§ **Task objective**: Can you return, word for word, the lines of the material starting at the line that contains "the pond water" and ending at the line that contains "Target: pond water", including both of those lines?
----- Extracted records -----
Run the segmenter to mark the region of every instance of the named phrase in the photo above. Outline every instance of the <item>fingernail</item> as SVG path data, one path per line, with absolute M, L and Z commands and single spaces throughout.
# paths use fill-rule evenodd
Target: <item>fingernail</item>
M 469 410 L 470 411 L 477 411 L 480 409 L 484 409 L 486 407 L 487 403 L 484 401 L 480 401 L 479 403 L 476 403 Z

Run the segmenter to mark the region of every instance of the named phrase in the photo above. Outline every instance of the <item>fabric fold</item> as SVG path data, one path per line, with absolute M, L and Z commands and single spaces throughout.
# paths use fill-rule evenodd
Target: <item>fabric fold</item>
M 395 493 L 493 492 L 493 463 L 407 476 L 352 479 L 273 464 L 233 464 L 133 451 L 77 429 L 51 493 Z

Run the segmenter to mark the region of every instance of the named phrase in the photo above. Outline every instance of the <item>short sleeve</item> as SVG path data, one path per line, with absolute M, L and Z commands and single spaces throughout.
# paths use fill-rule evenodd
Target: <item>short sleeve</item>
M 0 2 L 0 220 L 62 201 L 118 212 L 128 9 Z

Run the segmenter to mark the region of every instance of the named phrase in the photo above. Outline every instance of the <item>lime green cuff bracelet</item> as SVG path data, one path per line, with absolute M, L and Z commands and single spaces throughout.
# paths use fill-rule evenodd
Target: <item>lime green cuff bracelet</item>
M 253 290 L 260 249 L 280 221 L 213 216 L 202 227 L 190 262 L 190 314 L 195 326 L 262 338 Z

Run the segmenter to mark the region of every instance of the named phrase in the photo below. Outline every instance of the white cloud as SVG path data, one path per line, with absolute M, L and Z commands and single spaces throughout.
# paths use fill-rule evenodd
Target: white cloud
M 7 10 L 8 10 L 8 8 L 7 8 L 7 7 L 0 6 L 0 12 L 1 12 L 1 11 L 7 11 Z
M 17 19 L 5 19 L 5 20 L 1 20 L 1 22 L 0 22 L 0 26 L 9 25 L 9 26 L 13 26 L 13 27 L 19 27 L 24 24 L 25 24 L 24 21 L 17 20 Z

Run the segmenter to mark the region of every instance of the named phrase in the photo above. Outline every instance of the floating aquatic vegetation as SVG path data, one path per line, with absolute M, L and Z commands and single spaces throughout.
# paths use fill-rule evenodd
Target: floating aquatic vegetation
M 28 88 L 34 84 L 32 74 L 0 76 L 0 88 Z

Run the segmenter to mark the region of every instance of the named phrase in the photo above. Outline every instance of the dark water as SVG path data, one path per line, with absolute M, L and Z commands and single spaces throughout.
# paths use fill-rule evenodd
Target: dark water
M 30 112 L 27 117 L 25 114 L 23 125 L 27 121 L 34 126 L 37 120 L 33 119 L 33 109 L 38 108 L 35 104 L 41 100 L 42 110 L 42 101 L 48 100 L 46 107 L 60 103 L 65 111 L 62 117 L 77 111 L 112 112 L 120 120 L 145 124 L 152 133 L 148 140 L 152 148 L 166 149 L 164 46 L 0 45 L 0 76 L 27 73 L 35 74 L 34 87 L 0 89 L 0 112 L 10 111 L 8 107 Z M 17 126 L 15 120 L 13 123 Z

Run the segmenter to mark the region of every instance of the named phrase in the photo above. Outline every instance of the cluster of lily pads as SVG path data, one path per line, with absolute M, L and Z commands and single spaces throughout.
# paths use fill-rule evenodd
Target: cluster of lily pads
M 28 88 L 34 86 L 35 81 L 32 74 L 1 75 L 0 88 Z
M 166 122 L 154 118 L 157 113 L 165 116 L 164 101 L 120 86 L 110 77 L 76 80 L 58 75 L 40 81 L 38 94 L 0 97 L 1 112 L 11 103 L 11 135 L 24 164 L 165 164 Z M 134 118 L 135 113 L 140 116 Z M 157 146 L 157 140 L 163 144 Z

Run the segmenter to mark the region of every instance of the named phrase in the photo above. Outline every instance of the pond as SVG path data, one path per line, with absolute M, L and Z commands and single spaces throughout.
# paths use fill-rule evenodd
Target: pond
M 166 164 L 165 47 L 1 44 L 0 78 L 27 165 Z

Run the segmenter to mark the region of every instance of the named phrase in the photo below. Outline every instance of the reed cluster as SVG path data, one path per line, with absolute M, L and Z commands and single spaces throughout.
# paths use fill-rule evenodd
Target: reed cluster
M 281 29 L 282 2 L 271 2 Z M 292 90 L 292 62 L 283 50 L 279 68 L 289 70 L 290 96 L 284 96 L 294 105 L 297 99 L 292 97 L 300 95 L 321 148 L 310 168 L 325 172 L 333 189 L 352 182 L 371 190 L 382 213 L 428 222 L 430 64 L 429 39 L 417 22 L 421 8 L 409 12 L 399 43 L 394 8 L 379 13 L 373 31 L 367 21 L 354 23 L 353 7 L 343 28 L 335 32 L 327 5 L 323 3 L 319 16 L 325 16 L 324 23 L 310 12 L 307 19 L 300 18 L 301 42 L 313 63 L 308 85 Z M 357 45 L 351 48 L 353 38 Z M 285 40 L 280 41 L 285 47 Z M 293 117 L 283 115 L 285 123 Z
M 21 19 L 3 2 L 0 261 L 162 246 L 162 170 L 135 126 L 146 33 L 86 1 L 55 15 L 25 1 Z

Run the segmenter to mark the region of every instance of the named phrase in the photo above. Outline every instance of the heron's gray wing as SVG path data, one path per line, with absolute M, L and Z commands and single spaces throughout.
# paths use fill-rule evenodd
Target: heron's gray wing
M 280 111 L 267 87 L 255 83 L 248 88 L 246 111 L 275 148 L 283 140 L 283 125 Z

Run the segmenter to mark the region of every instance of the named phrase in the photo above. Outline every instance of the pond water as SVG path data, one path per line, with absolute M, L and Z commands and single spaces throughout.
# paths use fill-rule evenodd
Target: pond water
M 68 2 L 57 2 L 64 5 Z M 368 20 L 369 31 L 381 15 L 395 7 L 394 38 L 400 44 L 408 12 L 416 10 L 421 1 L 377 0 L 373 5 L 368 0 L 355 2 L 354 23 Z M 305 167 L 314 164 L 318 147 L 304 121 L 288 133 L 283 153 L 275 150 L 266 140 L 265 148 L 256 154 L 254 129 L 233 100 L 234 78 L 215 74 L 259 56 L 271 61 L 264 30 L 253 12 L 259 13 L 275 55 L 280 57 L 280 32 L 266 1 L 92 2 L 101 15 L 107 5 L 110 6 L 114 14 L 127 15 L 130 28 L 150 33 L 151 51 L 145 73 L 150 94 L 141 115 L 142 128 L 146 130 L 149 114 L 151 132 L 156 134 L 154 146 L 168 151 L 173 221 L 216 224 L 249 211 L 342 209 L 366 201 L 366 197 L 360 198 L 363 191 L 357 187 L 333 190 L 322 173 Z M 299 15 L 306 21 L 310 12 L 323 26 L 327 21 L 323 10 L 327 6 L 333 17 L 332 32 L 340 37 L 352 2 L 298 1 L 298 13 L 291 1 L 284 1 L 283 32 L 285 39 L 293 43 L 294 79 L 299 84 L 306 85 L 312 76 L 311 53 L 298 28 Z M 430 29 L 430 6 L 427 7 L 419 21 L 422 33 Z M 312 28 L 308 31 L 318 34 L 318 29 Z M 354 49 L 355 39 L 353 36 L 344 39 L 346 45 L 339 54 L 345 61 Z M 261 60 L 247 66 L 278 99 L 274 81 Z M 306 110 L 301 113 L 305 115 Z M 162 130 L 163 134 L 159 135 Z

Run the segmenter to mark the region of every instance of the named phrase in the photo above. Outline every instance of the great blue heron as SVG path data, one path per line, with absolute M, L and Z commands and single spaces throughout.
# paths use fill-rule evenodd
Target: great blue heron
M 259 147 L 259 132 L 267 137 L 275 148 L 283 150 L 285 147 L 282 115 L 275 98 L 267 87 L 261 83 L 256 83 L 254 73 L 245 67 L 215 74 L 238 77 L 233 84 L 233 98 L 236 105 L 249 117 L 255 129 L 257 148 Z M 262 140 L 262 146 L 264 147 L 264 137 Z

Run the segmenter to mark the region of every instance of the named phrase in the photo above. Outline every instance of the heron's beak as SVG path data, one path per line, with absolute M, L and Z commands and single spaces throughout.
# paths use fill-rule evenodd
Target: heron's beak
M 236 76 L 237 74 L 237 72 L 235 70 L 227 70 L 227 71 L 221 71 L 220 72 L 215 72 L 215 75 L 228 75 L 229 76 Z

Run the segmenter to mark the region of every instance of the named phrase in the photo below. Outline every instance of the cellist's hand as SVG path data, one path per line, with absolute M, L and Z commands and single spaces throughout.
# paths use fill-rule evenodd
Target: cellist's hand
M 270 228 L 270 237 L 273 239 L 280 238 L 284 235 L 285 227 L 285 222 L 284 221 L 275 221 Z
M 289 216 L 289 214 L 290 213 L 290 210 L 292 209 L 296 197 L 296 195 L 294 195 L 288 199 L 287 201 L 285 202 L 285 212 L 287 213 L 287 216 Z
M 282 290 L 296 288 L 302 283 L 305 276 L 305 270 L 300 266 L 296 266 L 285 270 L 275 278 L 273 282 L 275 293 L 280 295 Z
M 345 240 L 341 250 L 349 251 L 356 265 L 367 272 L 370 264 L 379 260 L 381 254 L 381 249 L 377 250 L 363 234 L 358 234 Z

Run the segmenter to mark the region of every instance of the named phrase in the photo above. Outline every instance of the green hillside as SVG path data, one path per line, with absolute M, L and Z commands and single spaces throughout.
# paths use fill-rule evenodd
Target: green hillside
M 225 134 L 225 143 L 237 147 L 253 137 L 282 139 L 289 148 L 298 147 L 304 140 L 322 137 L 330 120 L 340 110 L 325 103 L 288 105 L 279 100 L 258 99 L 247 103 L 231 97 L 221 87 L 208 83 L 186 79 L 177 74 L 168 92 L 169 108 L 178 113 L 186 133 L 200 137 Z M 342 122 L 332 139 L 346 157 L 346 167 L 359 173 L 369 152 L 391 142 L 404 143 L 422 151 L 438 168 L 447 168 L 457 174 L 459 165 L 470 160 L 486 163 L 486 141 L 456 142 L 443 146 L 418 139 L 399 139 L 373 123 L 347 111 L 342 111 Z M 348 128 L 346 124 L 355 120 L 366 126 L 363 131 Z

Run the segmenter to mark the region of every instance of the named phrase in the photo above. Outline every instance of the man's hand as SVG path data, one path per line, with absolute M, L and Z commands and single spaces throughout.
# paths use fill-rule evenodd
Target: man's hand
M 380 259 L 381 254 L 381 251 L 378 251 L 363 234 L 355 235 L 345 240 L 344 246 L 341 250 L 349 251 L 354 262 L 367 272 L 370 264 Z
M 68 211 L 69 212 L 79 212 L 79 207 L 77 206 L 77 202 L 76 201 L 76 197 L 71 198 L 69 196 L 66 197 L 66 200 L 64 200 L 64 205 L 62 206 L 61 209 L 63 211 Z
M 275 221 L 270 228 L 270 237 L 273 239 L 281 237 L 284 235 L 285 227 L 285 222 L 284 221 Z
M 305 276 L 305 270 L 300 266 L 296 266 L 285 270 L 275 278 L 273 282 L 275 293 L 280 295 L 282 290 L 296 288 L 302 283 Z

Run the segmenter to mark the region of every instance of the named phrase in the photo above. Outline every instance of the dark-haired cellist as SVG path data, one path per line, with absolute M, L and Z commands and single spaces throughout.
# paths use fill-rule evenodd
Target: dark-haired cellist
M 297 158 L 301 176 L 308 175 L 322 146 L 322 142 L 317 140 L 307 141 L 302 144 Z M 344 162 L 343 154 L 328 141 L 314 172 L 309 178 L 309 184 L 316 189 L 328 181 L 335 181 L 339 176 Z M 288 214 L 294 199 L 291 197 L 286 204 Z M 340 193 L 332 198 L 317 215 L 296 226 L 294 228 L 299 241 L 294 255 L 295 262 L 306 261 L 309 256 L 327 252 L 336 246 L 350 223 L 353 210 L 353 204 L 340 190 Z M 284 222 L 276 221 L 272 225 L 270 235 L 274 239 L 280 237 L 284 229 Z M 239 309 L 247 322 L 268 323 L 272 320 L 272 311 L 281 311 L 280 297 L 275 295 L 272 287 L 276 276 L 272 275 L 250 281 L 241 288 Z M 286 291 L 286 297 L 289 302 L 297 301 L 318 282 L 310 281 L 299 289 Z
-----
§ **Solution below**:
Run the segmenter to mark the region of every instance of the named phrase in the photo above. Outline every instance of the pond water as SVG path data, one path per line, with absolute M, L and Z commands and single spaces throughout.
# paths use fill-rule evenodd
Target: pond water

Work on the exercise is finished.